DATA: Begin
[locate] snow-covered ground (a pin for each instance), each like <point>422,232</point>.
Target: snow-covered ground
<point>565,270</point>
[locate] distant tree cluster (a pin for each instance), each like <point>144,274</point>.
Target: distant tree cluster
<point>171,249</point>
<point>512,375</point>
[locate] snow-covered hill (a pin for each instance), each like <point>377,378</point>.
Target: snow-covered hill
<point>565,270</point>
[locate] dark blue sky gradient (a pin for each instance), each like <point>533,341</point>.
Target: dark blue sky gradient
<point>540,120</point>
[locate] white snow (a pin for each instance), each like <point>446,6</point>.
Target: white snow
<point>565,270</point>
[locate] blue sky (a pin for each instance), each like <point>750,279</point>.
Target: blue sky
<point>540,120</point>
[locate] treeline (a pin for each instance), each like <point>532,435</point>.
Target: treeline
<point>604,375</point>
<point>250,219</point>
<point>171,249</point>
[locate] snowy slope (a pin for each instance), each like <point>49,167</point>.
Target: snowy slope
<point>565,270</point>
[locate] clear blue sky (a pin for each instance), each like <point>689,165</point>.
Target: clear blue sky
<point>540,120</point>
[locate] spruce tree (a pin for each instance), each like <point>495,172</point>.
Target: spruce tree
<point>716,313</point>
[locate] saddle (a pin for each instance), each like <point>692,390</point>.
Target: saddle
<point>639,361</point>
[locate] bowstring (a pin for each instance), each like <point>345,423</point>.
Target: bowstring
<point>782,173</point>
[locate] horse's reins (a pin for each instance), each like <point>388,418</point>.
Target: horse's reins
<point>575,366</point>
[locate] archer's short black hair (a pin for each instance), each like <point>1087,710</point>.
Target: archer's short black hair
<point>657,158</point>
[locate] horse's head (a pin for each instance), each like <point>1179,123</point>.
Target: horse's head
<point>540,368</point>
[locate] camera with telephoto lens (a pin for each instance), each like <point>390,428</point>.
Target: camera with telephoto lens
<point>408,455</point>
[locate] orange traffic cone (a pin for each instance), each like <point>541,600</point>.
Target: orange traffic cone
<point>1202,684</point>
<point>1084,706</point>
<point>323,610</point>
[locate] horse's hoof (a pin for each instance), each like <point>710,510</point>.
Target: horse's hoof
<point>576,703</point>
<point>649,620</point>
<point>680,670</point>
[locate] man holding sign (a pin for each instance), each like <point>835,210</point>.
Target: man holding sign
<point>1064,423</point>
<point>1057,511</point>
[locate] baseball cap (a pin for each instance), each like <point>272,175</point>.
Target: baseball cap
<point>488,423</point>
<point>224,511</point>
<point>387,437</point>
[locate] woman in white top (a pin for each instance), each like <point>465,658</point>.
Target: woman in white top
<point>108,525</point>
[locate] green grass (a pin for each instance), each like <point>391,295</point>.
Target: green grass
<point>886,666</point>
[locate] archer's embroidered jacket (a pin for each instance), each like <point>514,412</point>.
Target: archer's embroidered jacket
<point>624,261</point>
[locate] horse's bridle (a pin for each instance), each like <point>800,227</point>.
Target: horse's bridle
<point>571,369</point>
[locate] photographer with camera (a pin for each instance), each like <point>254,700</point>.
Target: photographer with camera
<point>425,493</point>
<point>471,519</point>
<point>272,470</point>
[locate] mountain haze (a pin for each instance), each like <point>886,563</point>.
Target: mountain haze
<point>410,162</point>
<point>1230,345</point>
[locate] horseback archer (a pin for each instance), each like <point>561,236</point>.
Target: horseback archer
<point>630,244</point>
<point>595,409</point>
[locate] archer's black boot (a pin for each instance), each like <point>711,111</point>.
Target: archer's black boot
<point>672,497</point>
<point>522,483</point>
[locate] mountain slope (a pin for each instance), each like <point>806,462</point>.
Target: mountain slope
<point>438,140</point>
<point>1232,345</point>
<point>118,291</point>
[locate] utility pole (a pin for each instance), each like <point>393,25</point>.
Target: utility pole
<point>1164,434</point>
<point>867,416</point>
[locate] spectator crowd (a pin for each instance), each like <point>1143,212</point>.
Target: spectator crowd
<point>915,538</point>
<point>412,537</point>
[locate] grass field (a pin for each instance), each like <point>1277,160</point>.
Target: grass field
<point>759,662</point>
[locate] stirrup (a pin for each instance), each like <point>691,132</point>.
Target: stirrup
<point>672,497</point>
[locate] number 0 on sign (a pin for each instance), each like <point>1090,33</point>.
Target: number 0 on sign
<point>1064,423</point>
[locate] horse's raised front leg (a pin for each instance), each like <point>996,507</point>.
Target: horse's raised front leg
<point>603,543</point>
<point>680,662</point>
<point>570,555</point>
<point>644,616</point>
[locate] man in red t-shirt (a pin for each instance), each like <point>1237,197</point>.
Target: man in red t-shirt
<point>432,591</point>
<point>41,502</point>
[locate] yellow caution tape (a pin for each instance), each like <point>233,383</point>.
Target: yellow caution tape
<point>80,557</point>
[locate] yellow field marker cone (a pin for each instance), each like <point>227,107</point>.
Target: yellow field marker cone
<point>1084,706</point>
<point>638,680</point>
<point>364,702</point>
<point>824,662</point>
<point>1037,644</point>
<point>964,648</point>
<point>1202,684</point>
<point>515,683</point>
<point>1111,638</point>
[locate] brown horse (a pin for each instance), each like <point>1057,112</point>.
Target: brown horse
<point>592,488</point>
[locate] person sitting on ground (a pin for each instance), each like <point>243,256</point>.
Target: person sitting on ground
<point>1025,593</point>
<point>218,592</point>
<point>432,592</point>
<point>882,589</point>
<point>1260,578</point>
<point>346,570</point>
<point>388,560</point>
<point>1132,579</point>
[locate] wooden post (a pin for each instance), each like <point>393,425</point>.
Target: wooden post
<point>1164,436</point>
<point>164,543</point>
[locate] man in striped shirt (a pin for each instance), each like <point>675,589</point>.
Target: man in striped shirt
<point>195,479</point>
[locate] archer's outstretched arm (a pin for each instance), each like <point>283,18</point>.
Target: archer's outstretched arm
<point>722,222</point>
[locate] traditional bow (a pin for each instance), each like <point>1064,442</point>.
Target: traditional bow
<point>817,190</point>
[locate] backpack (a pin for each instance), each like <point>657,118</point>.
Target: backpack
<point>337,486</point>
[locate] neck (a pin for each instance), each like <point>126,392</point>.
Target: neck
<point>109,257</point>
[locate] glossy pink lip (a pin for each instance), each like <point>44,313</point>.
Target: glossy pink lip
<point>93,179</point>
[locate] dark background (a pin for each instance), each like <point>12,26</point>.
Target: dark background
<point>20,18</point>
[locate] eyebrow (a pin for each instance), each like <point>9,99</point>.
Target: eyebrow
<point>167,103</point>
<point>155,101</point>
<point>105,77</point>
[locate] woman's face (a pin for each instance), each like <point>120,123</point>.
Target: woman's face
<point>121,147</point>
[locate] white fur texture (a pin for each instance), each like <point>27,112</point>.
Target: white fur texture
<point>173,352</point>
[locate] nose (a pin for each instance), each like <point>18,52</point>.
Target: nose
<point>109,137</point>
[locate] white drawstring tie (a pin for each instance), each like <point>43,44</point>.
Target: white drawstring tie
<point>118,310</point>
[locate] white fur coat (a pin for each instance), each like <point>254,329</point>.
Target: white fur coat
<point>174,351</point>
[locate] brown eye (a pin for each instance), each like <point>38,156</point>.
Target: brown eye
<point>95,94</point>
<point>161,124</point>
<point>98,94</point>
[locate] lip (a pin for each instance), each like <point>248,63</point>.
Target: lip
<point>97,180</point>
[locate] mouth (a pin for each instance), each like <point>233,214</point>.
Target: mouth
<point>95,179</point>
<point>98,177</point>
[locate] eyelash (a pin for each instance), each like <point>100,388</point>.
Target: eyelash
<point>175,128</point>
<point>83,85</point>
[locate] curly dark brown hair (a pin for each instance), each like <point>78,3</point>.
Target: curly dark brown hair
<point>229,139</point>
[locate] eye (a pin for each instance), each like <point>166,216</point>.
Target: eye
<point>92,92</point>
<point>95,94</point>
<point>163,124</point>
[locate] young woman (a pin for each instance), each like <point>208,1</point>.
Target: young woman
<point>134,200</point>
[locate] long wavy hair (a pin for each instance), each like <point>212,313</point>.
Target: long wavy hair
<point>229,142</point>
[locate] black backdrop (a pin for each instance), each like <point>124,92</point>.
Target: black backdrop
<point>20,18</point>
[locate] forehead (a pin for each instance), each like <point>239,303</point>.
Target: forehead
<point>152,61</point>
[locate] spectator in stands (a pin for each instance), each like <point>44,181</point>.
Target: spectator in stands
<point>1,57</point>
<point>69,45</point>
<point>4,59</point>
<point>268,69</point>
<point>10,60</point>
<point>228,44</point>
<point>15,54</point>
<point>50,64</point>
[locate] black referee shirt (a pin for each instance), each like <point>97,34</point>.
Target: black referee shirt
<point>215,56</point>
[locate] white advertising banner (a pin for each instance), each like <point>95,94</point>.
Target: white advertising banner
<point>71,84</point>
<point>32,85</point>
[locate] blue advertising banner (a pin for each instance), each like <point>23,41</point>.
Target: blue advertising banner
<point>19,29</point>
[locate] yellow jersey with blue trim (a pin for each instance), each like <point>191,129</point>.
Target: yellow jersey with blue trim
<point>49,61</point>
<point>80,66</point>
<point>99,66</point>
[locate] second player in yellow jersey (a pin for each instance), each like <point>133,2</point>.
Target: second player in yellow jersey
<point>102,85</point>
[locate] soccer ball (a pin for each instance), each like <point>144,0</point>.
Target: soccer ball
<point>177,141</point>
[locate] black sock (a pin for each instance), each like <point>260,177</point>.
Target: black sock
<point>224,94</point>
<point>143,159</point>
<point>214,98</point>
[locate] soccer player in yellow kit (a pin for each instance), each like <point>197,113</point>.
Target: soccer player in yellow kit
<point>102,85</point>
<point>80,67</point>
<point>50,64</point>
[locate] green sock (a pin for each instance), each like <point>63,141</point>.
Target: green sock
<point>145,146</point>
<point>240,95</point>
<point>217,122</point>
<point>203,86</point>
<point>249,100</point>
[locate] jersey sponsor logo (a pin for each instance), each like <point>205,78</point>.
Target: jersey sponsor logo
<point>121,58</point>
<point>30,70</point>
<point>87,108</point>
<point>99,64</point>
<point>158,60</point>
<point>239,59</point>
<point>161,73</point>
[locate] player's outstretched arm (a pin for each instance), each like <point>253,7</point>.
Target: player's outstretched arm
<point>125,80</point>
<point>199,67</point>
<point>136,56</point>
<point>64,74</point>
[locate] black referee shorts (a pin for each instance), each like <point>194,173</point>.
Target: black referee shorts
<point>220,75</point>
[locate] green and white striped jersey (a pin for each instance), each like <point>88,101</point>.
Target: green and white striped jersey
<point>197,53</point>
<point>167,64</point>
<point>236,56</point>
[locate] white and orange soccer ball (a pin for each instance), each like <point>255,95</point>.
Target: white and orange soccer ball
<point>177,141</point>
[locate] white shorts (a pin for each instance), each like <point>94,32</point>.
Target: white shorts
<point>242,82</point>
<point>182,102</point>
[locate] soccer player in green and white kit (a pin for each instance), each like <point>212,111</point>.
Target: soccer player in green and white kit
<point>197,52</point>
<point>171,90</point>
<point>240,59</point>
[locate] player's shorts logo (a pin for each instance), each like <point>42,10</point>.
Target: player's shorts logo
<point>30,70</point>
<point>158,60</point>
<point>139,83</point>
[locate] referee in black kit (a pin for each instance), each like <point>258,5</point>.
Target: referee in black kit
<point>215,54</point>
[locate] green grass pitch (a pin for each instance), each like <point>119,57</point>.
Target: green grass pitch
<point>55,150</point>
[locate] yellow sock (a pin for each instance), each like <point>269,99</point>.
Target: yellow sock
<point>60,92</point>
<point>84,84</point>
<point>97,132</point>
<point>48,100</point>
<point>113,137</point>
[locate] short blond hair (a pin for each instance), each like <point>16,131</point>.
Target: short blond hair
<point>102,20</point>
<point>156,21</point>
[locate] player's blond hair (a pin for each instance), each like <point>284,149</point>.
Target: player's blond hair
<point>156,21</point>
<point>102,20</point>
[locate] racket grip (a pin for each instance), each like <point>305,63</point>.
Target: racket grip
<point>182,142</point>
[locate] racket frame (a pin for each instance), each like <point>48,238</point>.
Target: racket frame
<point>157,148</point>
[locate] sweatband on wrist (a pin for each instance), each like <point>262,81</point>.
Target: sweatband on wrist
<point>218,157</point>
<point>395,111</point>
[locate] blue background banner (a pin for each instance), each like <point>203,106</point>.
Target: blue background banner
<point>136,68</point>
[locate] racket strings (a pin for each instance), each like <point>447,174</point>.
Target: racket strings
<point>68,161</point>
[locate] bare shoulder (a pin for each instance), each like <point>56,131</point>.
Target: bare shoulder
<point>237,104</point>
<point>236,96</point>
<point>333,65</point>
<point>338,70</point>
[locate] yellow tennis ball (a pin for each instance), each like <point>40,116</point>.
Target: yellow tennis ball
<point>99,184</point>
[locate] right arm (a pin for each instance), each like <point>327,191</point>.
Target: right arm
DATA: End
# YOUR OBJECTIVE
Write out an exact transcription of the line with "[locate] yellow tennis" and of each line after it; stop at the end of the records.

# OUTPUT OF THE EXERCISE
[locate] yellow tennis ball (a pin for each instance), each like <point>40,116</point>.
Target: yellow tennis ball
<point>99,184</point>
[locate] right arm (a pin for each instance), each like <point>327,191</point>.
Target: right arm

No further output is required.